▶ **Task**: Please output all of the entries exactly and omit any images they hold.

=== Begin Enclosure ===

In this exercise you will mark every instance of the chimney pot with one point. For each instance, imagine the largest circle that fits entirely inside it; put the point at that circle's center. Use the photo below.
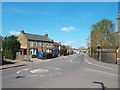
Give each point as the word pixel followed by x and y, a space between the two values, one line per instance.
pixel 46 34
pixel 21 31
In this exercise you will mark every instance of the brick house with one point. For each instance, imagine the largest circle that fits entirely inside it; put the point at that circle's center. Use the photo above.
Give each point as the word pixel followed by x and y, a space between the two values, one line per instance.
pixel 56 49
pixel 32 43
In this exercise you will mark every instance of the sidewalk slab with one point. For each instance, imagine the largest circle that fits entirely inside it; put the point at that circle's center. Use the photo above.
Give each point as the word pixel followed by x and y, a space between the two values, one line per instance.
pixel 25 63
pixel 93 61
pixel 12 65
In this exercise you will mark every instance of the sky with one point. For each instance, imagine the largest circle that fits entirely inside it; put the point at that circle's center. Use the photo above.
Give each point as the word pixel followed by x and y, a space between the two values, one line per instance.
pixel 66 22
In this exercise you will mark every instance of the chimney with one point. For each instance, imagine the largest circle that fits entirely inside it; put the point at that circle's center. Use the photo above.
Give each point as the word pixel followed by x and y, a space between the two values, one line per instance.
pixel 21 31
pixel 46 34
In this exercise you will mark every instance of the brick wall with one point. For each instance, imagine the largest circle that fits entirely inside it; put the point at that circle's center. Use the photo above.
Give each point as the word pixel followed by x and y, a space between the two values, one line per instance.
pixel 107 57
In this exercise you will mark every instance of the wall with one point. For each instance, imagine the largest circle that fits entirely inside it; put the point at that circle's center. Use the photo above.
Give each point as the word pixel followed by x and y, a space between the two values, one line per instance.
pixel 107 57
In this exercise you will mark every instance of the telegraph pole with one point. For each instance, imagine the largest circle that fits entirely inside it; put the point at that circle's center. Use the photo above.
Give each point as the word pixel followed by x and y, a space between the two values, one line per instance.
pixel 118 50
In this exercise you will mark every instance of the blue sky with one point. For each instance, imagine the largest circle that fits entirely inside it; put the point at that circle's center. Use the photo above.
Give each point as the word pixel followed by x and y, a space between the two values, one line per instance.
pixel 67 22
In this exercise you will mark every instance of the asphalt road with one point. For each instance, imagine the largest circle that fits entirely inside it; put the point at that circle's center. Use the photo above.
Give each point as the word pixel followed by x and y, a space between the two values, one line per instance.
pixel 70 72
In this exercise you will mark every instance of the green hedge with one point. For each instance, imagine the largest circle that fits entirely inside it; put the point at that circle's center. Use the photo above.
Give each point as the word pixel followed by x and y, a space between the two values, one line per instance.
pixel 48 55
pixel 34 56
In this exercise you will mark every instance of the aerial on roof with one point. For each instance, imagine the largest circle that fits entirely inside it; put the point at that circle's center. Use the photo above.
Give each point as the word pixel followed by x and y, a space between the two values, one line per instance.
pixel 37 37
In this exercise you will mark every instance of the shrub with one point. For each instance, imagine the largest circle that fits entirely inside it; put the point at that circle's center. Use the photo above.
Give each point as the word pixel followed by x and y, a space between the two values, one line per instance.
pixel 34 56
pixel 26 60
pixel 48 55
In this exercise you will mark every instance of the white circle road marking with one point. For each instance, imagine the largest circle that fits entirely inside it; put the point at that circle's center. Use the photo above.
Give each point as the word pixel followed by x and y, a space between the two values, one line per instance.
pixel 39 71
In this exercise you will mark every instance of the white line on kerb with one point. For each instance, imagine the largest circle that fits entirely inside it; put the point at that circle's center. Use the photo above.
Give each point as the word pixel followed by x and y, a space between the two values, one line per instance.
pixel 100 65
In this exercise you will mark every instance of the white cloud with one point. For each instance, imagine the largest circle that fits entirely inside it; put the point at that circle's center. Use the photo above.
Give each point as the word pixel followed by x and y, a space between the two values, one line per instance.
pixel 69 42
pixel 83 44
pixel 67 28
pixel 14 33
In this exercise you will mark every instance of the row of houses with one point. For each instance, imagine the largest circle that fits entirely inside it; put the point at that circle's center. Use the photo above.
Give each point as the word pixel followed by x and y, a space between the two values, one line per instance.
pixel 31 44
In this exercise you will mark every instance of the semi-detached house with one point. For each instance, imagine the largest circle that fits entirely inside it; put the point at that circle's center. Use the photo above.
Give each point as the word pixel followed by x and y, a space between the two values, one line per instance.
pixel 32 43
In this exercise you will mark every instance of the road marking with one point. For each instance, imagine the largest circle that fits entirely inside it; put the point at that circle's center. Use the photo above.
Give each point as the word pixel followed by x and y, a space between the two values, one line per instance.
pixel 23 70
pixel 39 71
pixel 88 69
pixel 79 62
pixel 99 65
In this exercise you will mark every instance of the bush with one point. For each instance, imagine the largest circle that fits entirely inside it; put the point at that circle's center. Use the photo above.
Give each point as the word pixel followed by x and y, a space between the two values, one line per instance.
pixel 48 55
pixel 34 56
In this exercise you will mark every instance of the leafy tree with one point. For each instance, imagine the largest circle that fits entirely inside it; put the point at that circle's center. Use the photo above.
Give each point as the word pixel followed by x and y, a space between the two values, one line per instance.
pixel 63 50
pixel 103 33
pixel 10 47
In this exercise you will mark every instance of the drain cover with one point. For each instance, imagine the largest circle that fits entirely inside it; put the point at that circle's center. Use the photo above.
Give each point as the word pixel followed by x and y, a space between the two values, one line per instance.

=== End Enclosure ===

▶ **Your solution**:
In this exercise you will mark every instance of the chimney pot with one point. For each instance, imagine the largest circle that fits entirely inside it; put the point at that circle's center. Use the photo below.
Give each point as the word pixel followed by x and y, a space between the two values, one line per instance.
pixel 46 34
pixel 21 31
In this exercise you will mark every instance of the brick house with one point. For each instance, imagine the largest circle that fits entirely inside it; put the point at that circle's center. Use the photo above.
Give each point as the word pixel followed by x and y, a space between the two values, one line per instance.
pixel 56 49
pixel 32 43
In this exercise you will mark every instance of the sidewalk slab with one point. For each instance, imagine the largest circle that fits entirely inside it; put the point at that circle's center. Use the photo above.
Give each point as the word pixel followed by x and y, a space between the two values, one line per instance.
pixel 25 63
pixel 93 61
pixel 12 65
In this exercise you will mark every instance of the sky with one point. For each instance, imagine the largest circle that fits entirely inside it; put the point at that circle's center. Use the photo above.
Give each point as the word pixel followed by x and y, a space between the two values, one line per instance.
pixel 66 22
In this exercise you will mark every instance of the chimney with one point. For each instance, imagine the largest circle that fits entirely inside it; put the point at that circle's center. Use the photo above.
Give each point as the word pixel followed by x and y, a space between the two values, one line per instance.
pixel 21 31
pixel 46 34
In this exercise you will mark every instance of the brick wall with one point. For each instance, imagine the largest circle that fits entirely inside it; put the point at that circle's center. Use the photo above.
Give each point as the word pixel followed by x and y, a space between the two values, one line per instance.
pixel 107 57
In this exercise you will mark every instance of the wall with one point. For each instance, imagine the largest circle that fits entirely inside it; put the point at that circle's center. Use the photo above.
Give each point as the word pixel followed by x and y, a space between the two values, one line per instance.
pixel 107 57
In this exercise you will mark every instance of the telegraph pole with one point. For each instance, imagine the largest circle that fits entirely inside it; put the point at that circle's center. Use the photo above.
Give each point as the word pixel followed by x and y, a space between the two values, one line per instance.
pixel 118 50
In this exercise you will mark every instance of the blue sky with one point. For each instance, imagine the largest circle that fits entirely inside it; put the point at that circle's center. Use the photo above.
Give each point as the word pixel followed by x and y, a space between the two values, one line per instance.
pixel 67 22
In this exercise you will mark every instance of the asphalt road with one point. For each instance, imagine the largest circle that fits entirely inside it; put the point at that circle's center. Use the photo above.
Give each point as the word pixel followed by x and y, a space between the two values, one line per instance.
pixel 70 72
In this exercise you will mark every instance of the green hedge with one point. For each instance, imagine the largest circle that fits entirely inside it; put the point at that circle's center. Use the photo above.
Give each point as the word pixel followed by x and y, a space between the two values, one line per instance.
pixel 48 55
pixel 34 56
In this exercise you will mark every instance of the aerial on roof with one point. For each instance, imagine the largest circle that fits entirely inside it; put the point at that circle's center. Use the photo above.
Give each point as the word pixel followed by x and y, a space between the two values, one line per instance.
pixel 37 37
In this exercise you will mark every instance of the shrub with one point. For each instance, imagine the largest circle that fits entirely inside it; put the point at that circle's center. Use the photo above.
Give each point as the word pixel followed by x and y, a space between the two values, one line per instance.
pixel 34 56
pixel 26 60
pixel 48 55
In this exercise you will mark every instance of the white circle road marking with one point. For each instance, imagine the largest circle that fits entirely inside it; put the point at that circle's center. Use the photo above.
Give each point as the word pixel followed by x and y, a space between the two values, one line per instance.
pixel 39 71
In this exercise you will mark every instance of the white line on kerb with one point. For each instance, imagine the largest circle that fits entirely inside it; put the point at that circle's center. Use the photo above.
Give each point as the word pixel followed by x and y, a space between the two values, one line per instance.
pixel 100 65
In this exercise you will mark every instance of the white cloud with one point. For each instance, imagine the largest circle that fits entirely inside it; put the point at that circle's center. Use the photo above.
Give each point as the word pixel followed by x and y, a space between the two values, one line per instance.
pixel 69 42
pixel 83 44
pixel 67 28
pixel 14 33
In this exercise you will mark every instance of the row of houses with one point. For each instance, imagine the largest circle that fits entirely inside it; put the point at that circle's center. Use the photo above.
Give each point as the word pixel followed by x and y, a space between the two values, one line per instance.
pixel 31 44
In this exercise you will mark every instance of the semi-detached house with one point. For each instance, imagine the largest circle that fits entirely inside it; put the point at that circle's center. Use the photo above.
Give each point as the word pixel followed by x and y, a space between the two values, one line per instance.
pixel 32 43
In this exercise you will mark every instance of the road marking with one point. For each instance, imagine the largest circle that fits entirely inside it; put the point at that circle's center. Use the photo above.
Give each point as the word pixel followed by x and y, a space between the two values, one line per instance.
pixel 23 70
pixel 39 71
pixel 88 69
pixel 79 62
pixel 99 65
In this exercise you will mark every instance of the bush with one point. For each instance, imagine the largest circle that fits entirely inside it; put the point at that circle's center. Use the photo above.
Give each point as the word pixel followed by x and y, a space between the two values, one line per instance.
pixel 48 55
pixel 34 56
In this exercise you will mark every instance of the leafy tree with one point. For each instance, imagine the largest circle that fits entirely inside it; put the point at that circle's center. Use the photo above.
Give each point as the word pixel followed by x and y, a space between the two values, one line per instance.
pixel 63 50
pixel 103 33
pixel 10 47
In this exercise you will mark every instance of the drain cover with one point. For each instance, imagine the largest circle that fits entirely inside it; put the point at that circle's center. Use the photo above.
Give each point as the word pixel followed by x and y, a space between the two values, one line per instance.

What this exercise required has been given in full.